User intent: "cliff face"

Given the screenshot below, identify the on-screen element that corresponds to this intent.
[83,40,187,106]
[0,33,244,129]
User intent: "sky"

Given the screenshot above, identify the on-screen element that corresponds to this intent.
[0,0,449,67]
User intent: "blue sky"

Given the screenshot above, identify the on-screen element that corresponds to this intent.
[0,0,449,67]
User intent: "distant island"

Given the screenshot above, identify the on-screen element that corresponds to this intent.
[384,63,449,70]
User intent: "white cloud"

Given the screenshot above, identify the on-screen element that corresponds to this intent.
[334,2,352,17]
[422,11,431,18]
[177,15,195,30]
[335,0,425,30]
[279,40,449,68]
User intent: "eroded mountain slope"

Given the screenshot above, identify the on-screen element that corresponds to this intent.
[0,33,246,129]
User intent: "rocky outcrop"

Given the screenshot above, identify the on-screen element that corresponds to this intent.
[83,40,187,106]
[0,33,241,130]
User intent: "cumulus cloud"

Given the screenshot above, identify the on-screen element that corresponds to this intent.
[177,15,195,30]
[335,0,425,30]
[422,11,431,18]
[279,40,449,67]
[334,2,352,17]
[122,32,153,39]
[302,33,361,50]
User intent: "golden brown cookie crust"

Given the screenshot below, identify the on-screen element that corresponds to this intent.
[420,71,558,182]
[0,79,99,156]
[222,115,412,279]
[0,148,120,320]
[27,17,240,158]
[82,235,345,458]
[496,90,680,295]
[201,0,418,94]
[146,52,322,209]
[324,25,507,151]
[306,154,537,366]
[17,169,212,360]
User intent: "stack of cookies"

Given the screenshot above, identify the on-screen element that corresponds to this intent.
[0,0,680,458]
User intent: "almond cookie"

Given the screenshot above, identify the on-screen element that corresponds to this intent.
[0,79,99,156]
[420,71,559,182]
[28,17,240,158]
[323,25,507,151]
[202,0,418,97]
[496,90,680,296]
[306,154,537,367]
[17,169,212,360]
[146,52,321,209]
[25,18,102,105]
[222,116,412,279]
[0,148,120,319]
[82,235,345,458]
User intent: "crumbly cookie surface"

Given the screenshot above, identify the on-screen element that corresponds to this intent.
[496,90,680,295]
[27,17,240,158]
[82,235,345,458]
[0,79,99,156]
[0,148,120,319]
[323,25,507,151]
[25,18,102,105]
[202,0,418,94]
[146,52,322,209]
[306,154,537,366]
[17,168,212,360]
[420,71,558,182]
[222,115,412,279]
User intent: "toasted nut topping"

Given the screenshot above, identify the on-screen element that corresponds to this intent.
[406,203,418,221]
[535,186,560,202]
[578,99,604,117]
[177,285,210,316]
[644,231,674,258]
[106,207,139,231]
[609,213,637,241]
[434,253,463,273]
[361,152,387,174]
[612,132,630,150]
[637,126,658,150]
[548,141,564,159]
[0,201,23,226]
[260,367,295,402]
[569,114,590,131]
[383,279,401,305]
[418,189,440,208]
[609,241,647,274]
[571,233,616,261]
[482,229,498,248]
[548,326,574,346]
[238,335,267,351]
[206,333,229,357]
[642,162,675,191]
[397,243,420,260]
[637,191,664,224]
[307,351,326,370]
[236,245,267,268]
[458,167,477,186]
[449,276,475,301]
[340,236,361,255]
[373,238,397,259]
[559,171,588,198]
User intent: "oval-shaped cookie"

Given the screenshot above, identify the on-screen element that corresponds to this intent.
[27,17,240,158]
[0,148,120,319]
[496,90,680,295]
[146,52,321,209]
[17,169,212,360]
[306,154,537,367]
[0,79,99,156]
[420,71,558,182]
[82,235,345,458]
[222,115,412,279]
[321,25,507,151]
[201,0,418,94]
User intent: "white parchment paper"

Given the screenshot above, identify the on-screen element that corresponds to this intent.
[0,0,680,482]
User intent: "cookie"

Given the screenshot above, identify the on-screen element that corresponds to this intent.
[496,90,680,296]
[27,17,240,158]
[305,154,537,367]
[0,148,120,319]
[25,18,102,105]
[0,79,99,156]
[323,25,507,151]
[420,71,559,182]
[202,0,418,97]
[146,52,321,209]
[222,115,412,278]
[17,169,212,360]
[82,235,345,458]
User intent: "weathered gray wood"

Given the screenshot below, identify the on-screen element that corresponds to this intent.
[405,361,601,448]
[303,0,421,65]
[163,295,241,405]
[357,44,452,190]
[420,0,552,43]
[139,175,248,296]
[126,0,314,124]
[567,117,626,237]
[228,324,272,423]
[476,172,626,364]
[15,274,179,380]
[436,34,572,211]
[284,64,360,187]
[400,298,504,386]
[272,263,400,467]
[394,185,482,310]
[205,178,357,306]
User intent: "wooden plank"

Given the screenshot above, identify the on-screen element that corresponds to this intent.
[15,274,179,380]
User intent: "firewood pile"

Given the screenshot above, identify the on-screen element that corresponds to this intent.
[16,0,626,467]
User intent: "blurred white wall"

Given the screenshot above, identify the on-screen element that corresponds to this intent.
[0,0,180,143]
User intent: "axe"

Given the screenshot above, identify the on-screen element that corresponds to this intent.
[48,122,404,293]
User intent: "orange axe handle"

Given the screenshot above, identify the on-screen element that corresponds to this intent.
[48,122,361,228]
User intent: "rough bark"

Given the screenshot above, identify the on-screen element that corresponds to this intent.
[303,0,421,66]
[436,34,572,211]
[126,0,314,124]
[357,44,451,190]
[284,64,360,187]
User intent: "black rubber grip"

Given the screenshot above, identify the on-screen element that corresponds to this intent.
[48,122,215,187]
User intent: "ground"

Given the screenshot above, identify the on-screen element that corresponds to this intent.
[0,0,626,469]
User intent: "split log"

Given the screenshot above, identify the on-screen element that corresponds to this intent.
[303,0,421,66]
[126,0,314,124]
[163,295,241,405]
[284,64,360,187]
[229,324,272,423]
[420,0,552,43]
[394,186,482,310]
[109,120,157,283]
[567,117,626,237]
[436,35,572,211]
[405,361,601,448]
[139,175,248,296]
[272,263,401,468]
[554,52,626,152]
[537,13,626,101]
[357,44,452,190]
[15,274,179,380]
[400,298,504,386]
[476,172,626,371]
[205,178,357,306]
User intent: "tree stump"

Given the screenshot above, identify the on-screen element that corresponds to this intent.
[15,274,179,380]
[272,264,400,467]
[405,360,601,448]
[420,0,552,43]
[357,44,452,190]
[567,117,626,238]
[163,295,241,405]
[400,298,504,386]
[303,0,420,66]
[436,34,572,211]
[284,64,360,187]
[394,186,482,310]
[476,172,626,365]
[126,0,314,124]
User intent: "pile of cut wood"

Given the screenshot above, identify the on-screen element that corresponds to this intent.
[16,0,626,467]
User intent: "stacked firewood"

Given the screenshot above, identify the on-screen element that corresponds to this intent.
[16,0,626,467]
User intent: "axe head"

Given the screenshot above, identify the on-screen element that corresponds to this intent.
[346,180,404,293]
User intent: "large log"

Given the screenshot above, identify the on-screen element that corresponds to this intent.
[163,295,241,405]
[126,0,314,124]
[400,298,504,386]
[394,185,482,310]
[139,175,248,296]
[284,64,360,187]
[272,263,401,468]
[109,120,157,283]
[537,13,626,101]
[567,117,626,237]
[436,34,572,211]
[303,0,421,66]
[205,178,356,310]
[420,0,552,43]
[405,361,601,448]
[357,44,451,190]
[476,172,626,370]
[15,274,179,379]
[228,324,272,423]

##############################

Count the lines of the records above that contain the string "pile", treating case as significant, and give only the number.

— Completed task —
2